(Stored data entries)
=== Section Start ===

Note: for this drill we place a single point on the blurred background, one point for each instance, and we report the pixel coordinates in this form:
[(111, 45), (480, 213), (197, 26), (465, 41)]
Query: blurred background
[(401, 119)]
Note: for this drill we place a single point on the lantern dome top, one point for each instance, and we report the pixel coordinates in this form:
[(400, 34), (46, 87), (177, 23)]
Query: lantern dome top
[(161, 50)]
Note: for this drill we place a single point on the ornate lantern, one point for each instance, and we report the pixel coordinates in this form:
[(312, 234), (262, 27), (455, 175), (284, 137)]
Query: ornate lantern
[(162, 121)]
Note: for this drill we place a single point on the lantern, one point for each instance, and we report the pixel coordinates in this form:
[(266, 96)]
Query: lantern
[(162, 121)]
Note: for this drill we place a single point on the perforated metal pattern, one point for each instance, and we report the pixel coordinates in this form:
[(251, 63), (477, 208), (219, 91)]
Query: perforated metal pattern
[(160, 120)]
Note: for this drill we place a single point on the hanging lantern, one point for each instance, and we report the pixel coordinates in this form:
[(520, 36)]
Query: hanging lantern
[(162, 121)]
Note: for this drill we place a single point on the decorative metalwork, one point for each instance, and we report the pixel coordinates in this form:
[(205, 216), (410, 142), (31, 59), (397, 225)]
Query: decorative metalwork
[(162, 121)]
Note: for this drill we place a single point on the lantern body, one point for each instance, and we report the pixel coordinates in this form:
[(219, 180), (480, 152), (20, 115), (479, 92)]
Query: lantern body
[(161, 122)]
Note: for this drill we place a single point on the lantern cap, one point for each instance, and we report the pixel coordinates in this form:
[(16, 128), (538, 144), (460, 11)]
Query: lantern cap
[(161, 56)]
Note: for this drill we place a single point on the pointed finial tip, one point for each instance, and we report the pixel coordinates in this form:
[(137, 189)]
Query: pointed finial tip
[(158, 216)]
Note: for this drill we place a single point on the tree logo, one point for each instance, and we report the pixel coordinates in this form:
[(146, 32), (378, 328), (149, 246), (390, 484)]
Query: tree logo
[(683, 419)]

=== Section End ===

Brief: Every record above must be repeated word for word.

Task output:
Note: for this drill we place a single point on the blurred background, one point for each instance, and we report the pixel coordinates in this form:
[(111, 45), (480, 213), (197, 26), (465, 41)]
Query: blurred background
[(401, 119)]
Note: for this drill we place a single point on the lantern dome top, one point for each instance, and we report the pixel coordinates in this form:
[(400, 34), (46, 87), (177, 23)]
Query: lantern dome top
[(161, 50)]
Note: for this drill we place a single point on the ornate lantern, one point for each instance, and we report the pixel coordinates in this form:
[(312, 234), (262, 27), (455, 175), (284, 137)]
Query: ornate lantern
[(162, 121)]
Note: for this drill we place a single point on the lantern, one point for each instance, and we report the pixel coordinates in this form:
[(266, 96)]
Query: lantern
[(162, 121)]
Note: for this drill we place a single point on the perforated metal pattern, one point for each instance, and we report the pixel coordinates in this form:
[(251, 63), (477, 208), (219, 91)]
Query: perforated metal pattern
[(160, 120)]
Note: for this drill we place a single point on the hanging lantern, one point for each instance, and we report the pixel coordinates in this form:
[(520, 36)]
Query: hanging lantern
[(162, 121)]
Note: for this drill we place a single point on the decorative metalwork, one point for each instance, and we report the pixel coordinates in this form:
[(205, 216), (410, 142), (31, 59), (397, 225)]
Query: decorative metalwork
[(162, 121)]
Note: for this drill we place a single point on the lantern body, one point for each instance, and we report the pixel coordinates in this form:
[(219, 180), (480, 152), (20, 115), (479, 92)]
Query: lantern body
[(161, 122)]
Note: for this drill we place a single point on the lantern cap, one point for each instance, and we report the pixel coordinates in this form:
[(16, 128), (538, 144), (460, 11)]
Query: lantern cap
[(161, 56)]
Note: for this drill we place a single point on the pointed finial tip, one point for each instance, and we report the pixel coordinates in this form:
[(137, 189)]
Query: pointed finial tip
[(158, 216)]
Note: for this drill we place a single point on the tree logo, one point for each instance, and we report the pixel coordinates in this form:
[(146, 32), (378, 328), (149, 246), (390, 484)]
Query: tree logo
[(683, 419)]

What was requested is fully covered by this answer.